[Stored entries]

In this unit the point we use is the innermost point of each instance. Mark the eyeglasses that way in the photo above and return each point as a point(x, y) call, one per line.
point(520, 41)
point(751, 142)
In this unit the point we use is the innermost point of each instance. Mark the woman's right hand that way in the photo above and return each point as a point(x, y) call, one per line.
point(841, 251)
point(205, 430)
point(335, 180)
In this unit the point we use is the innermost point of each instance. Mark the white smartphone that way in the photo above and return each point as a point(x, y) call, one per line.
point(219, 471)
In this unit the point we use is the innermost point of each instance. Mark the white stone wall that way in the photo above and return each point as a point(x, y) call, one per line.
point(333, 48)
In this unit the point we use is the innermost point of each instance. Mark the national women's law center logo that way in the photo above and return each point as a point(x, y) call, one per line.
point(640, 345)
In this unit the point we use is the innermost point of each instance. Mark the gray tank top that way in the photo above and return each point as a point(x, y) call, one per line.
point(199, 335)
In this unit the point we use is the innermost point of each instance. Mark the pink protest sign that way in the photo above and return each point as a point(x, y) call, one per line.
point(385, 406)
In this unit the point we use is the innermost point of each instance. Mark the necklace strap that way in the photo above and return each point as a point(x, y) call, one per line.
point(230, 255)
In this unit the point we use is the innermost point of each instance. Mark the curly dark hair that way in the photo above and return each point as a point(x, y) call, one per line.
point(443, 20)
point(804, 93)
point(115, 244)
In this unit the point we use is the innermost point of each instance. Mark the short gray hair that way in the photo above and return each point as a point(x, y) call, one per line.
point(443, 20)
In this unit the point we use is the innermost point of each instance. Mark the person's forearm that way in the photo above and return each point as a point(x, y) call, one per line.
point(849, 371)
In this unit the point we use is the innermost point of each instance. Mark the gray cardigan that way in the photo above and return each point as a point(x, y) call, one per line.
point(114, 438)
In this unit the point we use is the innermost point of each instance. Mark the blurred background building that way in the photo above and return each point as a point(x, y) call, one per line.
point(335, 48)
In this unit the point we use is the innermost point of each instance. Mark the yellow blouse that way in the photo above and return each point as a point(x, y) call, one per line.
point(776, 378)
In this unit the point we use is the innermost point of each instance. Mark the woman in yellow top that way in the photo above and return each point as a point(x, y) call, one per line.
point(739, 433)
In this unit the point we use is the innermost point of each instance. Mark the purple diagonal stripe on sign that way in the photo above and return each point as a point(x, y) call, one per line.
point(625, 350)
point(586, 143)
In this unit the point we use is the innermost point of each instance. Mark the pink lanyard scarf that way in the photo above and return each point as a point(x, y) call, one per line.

→ **How to complete this task**:
Line by line, copy the data above.

→ **Your response**:
In this unit the point we use is the innermost point of each instance. Mark the eyeglasses that way in the photo above and return each point as a point(x, y) call, one per line.
point(520, 41)
point(751, 142)
In this unit the point we use is the innermost point of each instance. Mark the woman's right hand that way in the photo above and return each point as a point(x, y) call, one per line.
point(841, 251)
point(205, 430)
point(335, 180)
In this unit the point we use is the innermost point of each instance. Mark the white smartphone that way in the photo above and return each point as a point(x, y) call, one per line.
point(219, 471)
In this unit the point we use is the innermost point of each instance. Mark the white stone wall that way in the photo above and return each point as a point(x, y) call, one per line.
point(333, 48)
In this unit the point we use is the innermost point of each instance. Mark the national women's law center logo that way in the photo above and return each point as a point(x, y) call, one per line.
point(640, 345)
In this unit the point we use is the innermost point of each instance. Mark the gray tank top that way in the photo above and return each point as a point(x, y) call, one per line.
point(199, 335)
In this unit the point we use is the innermost point of each instance. Mark the pink protest sign that way in the photo above and return each point as a point(x, y) call, one per line.
point(385, 406)
In this unit the point we use is the innermost point of each instance. Mark the necklace strap that way in the photo above and return each point as a point(x, y) call, one per line.
point(230, 255)
In this unit the point we use is the innermost point of each instance. Mark the curly dark hair that way in the photo above and return each point as a point(x, y) call, one per line.
point(443, 20)
point(804, 93)
point(115, 244)
In this unit the point we use is the innermost point of each instance. Mark the short gray hair that way in the photo above and return each point as a point(x, y) call, one per line.
point(443, 20)
In this unit the point we use is the innermost point of each instance. Mark the person's forearm that way in the photo above and return each point as a point(x, y) call, one per line.
point(849, 371)
In this unit the point we use is the innermost point of each instance. Mark the gray cardigan that way in the photo above and return each point as a point(x, y) call, one per line.
point(114, 438)
In this unit the point we use is the innermost point of each instance. Mark the blurred background building that way in the photo above and return each point as a point(x, y) call, one per line.
point(335, 48)
In this unit the point we use is the innermost point of each instance. Mark the yellow blouse that way in the photo above and return each point as a point(x, y) call, one per line.
point(776, 378)
In this unit the point we use is the innermost point of each instance. Mark the woman in yellow top that way in the photo above and return each point as a point(x, y) call, one per line.
point(739, 433)
In this unit the point we use is the innermost point of each instance. Mark the purple diagonal stripe on sign that way in the photo above and return each point as a point(x, y) call, one per line.
point(625, 350)
point(586, 143)
In this unit the point we use is the innermost point of each instance. Mark the pink lanyard scarf that way in the photo above and return each point as a point(x, y) call, one per line.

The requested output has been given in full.